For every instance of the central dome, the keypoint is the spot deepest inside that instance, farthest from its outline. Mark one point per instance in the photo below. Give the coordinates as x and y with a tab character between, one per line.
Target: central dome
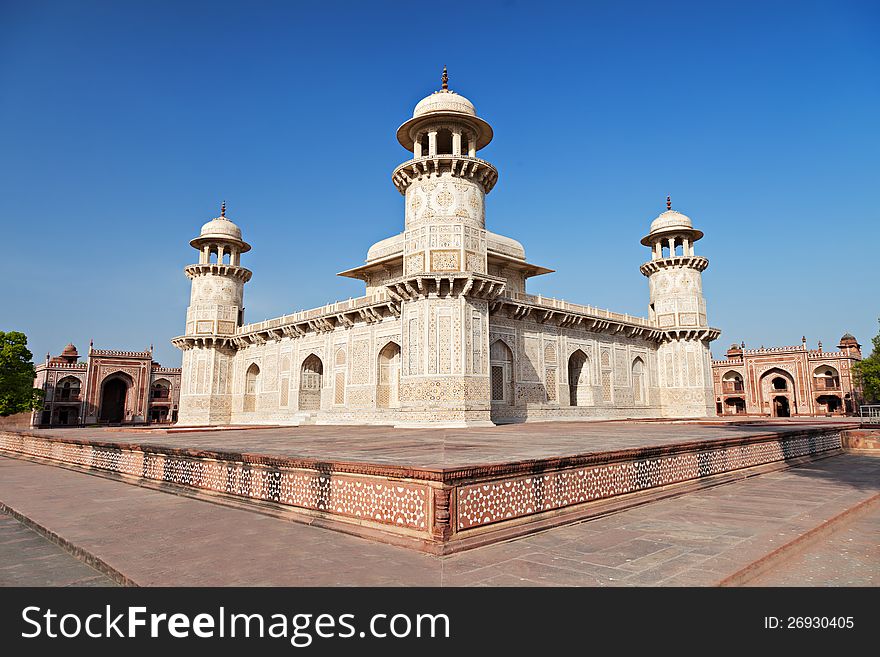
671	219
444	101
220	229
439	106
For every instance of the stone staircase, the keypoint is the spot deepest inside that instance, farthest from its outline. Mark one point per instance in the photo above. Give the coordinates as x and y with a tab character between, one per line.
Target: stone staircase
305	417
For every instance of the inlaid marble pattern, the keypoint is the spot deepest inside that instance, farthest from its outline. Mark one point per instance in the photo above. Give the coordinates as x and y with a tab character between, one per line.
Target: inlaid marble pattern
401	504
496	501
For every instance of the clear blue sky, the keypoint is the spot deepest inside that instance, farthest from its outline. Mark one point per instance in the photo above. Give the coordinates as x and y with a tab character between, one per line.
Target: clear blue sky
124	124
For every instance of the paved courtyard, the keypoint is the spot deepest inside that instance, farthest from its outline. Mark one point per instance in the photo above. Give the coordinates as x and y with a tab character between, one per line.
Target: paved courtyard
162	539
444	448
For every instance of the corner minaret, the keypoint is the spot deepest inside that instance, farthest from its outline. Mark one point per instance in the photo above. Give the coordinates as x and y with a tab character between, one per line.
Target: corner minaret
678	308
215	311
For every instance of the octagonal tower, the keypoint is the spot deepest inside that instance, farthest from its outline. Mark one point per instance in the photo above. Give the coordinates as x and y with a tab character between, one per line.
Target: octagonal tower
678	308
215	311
===
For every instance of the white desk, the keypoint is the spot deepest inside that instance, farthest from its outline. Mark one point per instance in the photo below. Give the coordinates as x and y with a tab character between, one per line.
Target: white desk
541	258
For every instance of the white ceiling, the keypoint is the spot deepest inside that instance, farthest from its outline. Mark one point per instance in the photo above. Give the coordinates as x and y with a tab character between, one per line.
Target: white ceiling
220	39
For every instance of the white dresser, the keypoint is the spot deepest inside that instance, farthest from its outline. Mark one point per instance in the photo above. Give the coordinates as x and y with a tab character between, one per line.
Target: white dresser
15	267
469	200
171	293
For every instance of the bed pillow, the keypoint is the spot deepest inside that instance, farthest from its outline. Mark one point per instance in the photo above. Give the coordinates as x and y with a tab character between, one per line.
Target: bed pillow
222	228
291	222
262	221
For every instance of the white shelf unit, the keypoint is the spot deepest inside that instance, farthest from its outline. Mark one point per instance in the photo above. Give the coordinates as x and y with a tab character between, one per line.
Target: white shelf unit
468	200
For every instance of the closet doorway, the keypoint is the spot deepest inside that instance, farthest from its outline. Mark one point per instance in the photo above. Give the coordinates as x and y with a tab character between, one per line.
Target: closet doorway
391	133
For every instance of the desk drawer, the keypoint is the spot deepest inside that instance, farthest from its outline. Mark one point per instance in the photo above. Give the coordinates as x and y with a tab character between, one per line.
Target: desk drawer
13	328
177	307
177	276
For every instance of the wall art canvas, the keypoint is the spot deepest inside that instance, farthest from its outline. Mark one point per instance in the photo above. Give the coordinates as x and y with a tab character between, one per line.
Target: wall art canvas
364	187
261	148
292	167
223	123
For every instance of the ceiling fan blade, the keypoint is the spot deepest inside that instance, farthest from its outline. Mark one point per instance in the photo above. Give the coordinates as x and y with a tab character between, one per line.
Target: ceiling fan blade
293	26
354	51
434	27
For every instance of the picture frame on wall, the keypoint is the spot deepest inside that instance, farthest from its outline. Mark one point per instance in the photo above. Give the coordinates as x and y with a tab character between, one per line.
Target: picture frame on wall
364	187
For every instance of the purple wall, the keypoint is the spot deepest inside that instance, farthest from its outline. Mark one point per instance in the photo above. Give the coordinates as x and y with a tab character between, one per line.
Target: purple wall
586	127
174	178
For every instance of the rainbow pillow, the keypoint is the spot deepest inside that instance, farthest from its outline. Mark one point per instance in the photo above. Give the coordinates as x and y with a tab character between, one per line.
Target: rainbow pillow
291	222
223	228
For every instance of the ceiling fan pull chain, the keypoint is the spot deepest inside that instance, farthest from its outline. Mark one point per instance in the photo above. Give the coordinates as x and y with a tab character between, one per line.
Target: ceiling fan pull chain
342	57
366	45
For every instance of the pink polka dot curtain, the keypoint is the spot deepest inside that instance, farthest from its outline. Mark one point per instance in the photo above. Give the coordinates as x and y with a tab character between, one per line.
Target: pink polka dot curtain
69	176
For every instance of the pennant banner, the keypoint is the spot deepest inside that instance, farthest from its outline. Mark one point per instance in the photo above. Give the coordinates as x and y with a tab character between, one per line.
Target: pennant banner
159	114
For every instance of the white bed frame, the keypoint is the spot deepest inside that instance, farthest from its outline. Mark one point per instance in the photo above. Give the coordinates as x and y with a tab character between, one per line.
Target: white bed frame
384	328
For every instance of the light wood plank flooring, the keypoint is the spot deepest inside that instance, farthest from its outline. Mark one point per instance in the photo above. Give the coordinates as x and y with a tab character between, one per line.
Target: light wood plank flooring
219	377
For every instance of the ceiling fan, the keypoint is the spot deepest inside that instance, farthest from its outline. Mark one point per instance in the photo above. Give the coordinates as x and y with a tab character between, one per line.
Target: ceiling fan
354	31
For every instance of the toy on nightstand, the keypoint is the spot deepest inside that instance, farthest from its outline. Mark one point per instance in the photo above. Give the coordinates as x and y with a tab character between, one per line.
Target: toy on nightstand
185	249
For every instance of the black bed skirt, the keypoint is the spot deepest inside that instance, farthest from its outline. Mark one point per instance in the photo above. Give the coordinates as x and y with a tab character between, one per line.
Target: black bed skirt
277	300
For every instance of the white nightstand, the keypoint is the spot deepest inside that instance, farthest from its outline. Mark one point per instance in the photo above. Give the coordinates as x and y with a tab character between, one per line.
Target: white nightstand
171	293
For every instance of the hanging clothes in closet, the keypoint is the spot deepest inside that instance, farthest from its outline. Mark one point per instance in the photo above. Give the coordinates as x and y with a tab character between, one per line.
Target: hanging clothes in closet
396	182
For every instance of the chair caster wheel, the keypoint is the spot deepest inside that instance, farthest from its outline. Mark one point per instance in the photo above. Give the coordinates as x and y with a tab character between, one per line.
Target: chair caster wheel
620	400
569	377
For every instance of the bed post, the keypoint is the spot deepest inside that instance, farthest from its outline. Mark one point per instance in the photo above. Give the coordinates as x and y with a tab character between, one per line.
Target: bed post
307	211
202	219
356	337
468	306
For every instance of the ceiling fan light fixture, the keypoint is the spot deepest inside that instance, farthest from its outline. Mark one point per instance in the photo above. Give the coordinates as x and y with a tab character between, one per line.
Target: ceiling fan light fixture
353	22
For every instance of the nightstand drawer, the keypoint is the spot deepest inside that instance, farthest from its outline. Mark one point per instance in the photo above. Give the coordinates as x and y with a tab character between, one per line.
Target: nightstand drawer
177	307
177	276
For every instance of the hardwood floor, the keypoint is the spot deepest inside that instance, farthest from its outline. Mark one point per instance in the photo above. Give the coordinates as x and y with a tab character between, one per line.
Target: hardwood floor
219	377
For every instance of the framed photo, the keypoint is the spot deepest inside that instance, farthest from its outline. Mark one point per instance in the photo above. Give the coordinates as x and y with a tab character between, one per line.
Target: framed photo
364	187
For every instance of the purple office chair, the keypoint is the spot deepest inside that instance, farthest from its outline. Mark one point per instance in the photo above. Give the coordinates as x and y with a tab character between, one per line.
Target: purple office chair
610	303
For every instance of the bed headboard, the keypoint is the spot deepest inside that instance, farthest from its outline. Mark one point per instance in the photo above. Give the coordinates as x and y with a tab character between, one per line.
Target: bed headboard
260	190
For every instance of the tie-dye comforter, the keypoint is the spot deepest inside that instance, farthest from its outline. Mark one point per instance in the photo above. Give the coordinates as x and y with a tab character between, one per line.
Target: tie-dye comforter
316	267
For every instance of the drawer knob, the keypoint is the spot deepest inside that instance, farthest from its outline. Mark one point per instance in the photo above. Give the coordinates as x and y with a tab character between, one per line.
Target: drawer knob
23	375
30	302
===
Which lines of the material contain the string "central"? Pick out every one of them and copy each in full.

**Response to this task:**
For every instance of the central dome, the keypoint is the spot deepest inside that instance, farthest from its outline. Mark one point per instance in the photo below. Give the coordinates as x and y with a tab character between, one per line.
Target: central dome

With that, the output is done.